▸ Work instruction
Set out the records again, keeping every word as it is.
__________________________________________________
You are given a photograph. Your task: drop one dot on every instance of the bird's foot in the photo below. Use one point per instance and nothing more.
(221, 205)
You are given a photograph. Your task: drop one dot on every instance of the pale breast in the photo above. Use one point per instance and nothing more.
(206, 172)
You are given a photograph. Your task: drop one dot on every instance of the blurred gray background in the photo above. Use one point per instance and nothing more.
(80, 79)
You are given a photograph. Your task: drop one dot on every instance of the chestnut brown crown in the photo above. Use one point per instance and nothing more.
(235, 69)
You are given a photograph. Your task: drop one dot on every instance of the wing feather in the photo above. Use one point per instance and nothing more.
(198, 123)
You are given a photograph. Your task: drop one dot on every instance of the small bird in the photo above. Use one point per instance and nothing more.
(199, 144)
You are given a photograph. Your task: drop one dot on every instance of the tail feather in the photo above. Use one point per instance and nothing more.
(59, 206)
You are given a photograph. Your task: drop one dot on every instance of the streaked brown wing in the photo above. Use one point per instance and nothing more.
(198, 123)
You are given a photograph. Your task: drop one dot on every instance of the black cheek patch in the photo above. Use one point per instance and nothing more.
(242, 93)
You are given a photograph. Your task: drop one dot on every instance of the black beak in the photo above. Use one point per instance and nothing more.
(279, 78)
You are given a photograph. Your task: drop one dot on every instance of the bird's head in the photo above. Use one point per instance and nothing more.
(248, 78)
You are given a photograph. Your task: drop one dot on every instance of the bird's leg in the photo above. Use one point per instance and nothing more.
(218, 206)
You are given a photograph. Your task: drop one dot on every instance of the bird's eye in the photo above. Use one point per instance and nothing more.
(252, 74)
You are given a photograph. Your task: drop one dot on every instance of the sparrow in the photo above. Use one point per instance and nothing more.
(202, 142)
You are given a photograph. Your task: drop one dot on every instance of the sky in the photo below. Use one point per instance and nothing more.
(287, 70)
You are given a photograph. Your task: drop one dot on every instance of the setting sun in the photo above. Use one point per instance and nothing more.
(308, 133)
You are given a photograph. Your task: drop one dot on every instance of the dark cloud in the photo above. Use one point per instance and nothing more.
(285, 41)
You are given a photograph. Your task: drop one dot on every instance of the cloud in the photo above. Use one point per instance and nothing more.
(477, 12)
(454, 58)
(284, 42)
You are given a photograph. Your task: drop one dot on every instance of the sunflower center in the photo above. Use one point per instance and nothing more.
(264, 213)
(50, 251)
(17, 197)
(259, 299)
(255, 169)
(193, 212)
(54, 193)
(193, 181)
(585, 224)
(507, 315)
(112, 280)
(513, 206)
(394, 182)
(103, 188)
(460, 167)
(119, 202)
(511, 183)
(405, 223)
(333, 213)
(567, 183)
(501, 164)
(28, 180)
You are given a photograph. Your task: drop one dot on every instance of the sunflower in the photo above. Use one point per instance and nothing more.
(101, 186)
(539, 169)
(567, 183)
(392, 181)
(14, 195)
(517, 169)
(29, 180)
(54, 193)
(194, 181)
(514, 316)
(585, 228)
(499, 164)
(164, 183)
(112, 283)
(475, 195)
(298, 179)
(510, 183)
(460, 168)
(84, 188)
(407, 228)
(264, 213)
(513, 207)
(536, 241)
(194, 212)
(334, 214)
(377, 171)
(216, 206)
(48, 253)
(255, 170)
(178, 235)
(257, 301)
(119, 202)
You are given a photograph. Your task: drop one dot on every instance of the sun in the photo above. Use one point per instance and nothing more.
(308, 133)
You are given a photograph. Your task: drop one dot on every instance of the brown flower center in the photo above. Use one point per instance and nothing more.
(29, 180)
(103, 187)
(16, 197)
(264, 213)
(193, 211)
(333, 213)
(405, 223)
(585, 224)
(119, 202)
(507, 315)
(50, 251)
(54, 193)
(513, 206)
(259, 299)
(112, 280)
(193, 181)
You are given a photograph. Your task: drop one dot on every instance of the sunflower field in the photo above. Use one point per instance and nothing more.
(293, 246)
__________________________________________________
▸ Reply
You are given a photograph. Your task: drop one dot on every instance of the bird's foot in the photo below. Use one point per instance and nothing more.
(221, 205)
You are given a photograph. Your task: drop one dot on every instance of the pale breast in the photo above. Use one point per instance and nothing more.
(206, 172)
You are given a photograph. Your task: drop one dot on every instance of the blurred gray background in the photo above. Use one point per instance and nothing more.
(80, 79)
You are given a photograph. Your task: drop one dot on every instance of the chestnut brown crown in the photo above. Use one point per instance and nothing more.
(235, 69)
You are given a photograph. Your task: drop one dot on every instance of the wing feather in the photo above. Use one point per instance and nothing more.
(198, 123)
You are given a photograph. Your task: drop one dot on every instance of the small bird in the photo above. Use one point per instance and nothing more.
(199, 144)
You are given a photograph. Your task: drop one dot on every instance of the tail feather in the photo above. Use one point per instance and nothing more.
(59, 206)
You are given a photograph. Your task: drop one dot on every instance of the streaked brown wing in the photo above. Use one point per instance and nothing more.
(198, 123)
You are given a photograph. Your task: drop one dot on every instance of the black cheek patch in the photo above. Use one point per instance and nothing more.
(242, 93)
You are given a photograph. Your task: drop one dot on every instance of the black beak in the photo above. Use one point per instance and nothing more.
(279, 78)
You are given a photograph. Your task: drop one dot on every instance of the bird's head in the photo above. Use one point per instance and nothing more.
(248, 78)
You are given a photograph. Your task: drop one dot on every instance of the bird's leg in the photo above. Use one point per instance and nothing more.
(218, 206)
You are given a photograph. Your task: drop one dot on every instance of the bird's eye in the photo above. Use one point per instance and nothing more.
(252, 74)
You are given a photograph. Your task: drop one dot on every instance of the sparrow in the photo above. Use one point per instance and nothing more.
(202, 142)
You are given a photograph. Your task: drop one dot on every instance of the sky in the photo below. Use one point per instance and nothing more.
(287, 70)
You are given a photograph. Your task: drop one dot on every instance of the setting sun in the photo above. Use one point per instance and nothing more.
(308, 133)
You are given a photograph. Your task: drop one dot on every instance of the dark cloud in the photo above. Use one point per instance and nothing more.
(285, 41)
You are given a photograph. Your task: drop one dot on every instance of the cloud in the photo above. Use one point per instance and nothing more.
(477, 12)
(454, 58)
(284, 42)
You are given a photograph. Your task: drop one dot on every instance of the sunflower center in the photo above. Use one point per instance and nothing more.
(264, 213)
(50, 251)
(17, 197)
(259, 299)
(255, 169)
(193, 212)
(54, 193)
(193, 181)
(585, 224)
(507, 315)
(112, 280)
(513, 206)
(394, 182)
(103, 188)
(460, 167)
(119, 202)
(511, 183)
(405, 223)
(333, 213)
(567, 183)
(501, 164)
(28, 180)
You are given a photograph. Your task: drop one dot on every instance of the sunflower in the photo above. Use one point per instance and nothing more.
(101, 186)
(539, 169)
(567, 183)
(392, 181)
(14, 195)
(517, 169)
(29, 180)
(54, 193)
(194, 181)
(514, 316)
(585, 228)
(499, 164)
(164, 183)
(112, 283)
(475, 195)
(298, 179)
(510, 183)
(460, 168)
(84, 188)
(407, 228)
(264, 213)
(513, 207)
(536, 241)
(194, 212)
(334, 214)
(377, 171)
(216, 206)
(48, 253)
(255, 170)
(178, 235)
(257, 301)
(119, 202)
You are given a photograph. Your task: drop one dot on every instance of the sun in the photo above. Use one point per instance and nothing more.
(308, 133)
You are given a photograph. Your task: drop one dot on every instance of the brown flower center in the photo above. Use one point per instance and nothing more.
(29, 180)
(103, 187)
(16, 197)
(264, 213)
(193, 211)
(333, 213)
(405, 223)
(585, 224)
(119, 202)
(507, 315)
(50, 251)
(54, 193)
(513, 206)
(259, 299)
(112, 280)
(193, 181)
You are given a photograph. Your task: drop one dot on every instance of the sunflower field in the photo above. Use one point per instance and nothing more.
(293, 246)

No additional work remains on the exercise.